Aim of the exercise - The expected answer is every line of the material, reproduced exactly.

________________________________________

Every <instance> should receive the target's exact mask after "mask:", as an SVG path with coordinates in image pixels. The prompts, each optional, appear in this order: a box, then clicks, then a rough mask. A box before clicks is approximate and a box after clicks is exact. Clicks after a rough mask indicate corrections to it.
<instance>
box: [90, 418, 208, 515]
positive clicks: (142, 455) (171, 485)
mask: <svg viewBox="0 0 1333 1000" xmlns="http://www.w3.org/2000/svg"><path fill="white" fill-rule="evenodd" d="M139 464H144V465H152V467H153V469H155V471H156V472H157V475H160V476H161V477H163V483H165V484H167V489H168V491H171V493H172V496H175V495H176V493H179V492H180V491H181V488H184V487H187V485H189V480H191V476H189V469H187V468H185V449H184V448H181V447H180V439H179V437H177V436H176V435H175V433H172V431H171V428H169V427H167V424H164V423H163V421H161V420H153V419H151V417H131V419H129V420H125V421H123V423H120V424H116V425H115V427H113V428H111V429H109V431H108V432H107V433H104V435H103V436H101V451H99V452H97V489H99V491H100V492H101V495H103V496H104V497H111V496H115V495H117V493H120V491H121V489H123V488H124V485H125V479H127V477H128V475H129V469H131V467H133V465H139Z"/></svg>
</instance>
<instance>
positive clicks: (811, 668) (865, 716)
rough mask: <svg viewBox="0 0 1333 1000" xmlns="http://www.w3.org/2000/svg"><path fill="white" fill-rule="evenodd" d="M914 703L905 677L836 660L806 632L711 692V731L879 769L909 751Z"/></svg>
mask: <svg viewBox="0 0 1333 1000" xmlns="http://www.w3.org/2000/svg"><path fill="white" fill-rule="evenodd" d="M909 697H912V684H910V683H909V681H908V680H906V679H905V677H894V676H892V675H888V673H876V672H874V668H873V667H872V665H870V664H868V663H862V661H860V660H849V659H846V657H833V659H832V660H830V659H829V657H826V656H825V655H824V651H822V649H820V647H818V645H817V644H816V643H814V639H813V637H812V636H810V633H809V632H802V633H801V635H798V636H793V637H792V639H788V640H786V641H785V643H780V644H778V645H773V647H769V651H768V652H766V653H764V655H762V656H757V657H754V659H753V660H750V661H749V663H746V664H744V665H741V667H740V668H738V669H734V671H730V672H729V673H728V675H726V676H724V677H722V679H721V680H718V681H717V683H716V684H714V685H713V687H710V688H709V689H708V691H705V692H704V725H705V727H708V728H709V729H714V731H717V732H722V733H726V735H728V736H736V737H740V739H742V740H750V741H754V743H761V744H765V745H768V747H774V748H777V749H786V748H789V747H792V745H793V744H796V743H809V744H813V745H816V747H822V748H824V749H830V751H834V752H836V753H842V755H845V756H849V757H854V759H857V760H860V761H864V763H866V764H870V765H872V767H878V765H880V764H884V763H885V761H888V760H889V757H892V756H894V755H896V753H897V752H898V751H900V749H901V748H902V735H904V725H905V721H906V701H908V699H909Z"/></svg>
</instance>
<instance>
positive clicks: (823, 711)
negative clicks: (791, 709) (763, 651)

________________________________________

Solution -
Every <instance> should receive the target's exact mask after "mask:", as an SVG path with coordinates in image pixels. The prompts, each optional, appear in this order: a box, then clicks, then a rough mask. A box before clicks is approximate and a box after clicks is exact. Clicks after a rough mask indicate corrections to it.
<instance>
box: [90, 418, 208, 515]
positive clicks: (142, 455) (171, 485)
mask: <svg viewBox="0 0 1333 1000" xmlns="http://www.w3.org/2000/svg"><path fill="white" fill-rule="evenodd" d="M139 464H144V465H152V467H153V469H155V471H156V472H157V475H160V476H161V477H163V483H165V484H167V489H168V491H171V493H172V496H175V495H176V493H179V492H180V491H181V488H184V487H187V485H189V480H191V476H189V469H187V468H185V449H184V448H181V447H180V439H179V437H177V436H176V435H175V433H172V431H171V428H169V427H167V424H164V423H163V421H161V420H153V419H151V417H131V419H129V420H125V421H123V423H120V424H116V425H115V427H113V428H111V429H109V431H108V432H107V433H104V435H103V436H101V451H99V452H97V489H99V491H100V492H101V495H103V496H104V497H111V496H115V495H117V493H120V491H121V489H123V488H124V485H125V479H127V477H128V475H129V469H131V467H133V465H139Z"/></svg>
</instance>
<instance>
positive clicks: (811, 668) (865, 716)
rough mask: <svg viewBox="0 0 1333 1000" xmlns="http://www.w3.org/2000/svg"><path fill="white" fill-rule="evenodd" d="M914 703L905 677L836 660L806 632L711 692V731L879 769L909 751Z"/></svg>
mask: <svg viewBox="0 0 1333 1000" xmlns="http://www.w3.org/2000/svg"><path fill="white" fill-rule="evenodd" d="M909 697H912V684H910V683H909V681H908V680H906V679H905V677H894V676H892V675H888V673H876V672H874V668H873V667H872V665H870V664H868V663H862V661H860V660H849V659H846V657H833V659H832V660H830V659H829V657H826V656H825V655H824V651H822V649H820V647H818V645H817V644H816V643H814V639H813V637H812V636H810V633H809V632H802V633H801V635H798V636H793V637H792V639H788V640H786V641H785V643H780V644H778V645H773V647H769V651H768V652H766V653H764V655H762V656H757V657H754V659H753V660H750V661H749V663H746V664H744V665H741V667H740V668H738V669H734V671H730V672H729V673H728V675H726V676H724V677H722V679H721V680H718V681H717V683H716V684H714V685H713V687H710V688H709V689H708V691H705V692H704V725H705V727H708V728H709V729H714V731H717V732H722V733H726V735H728V736H736V737H740V739H742V740H750V741H754V743H761V744H765V745H768V747H774V748H777V749H786V748H789V747H792V745H793V744H796V743H809V744H813V745H816V747H822V748H824V749H830V751H834V752H836V753H842V755H845V756H849V757H854V759H857V760H860V761H864V763H866V764H870V765H872V767H878V765H880V764H884V763H885V761H888V760H889V757H892V756H894V755H896V753H897V752H898V751H900V749H901V748H902V735H904V725H905V721H906V701H908V699H909Z"/></svg>
</instance>
<instance>
positive clicks: (823, 711)
negative clicks: (791, 709) (763, 651)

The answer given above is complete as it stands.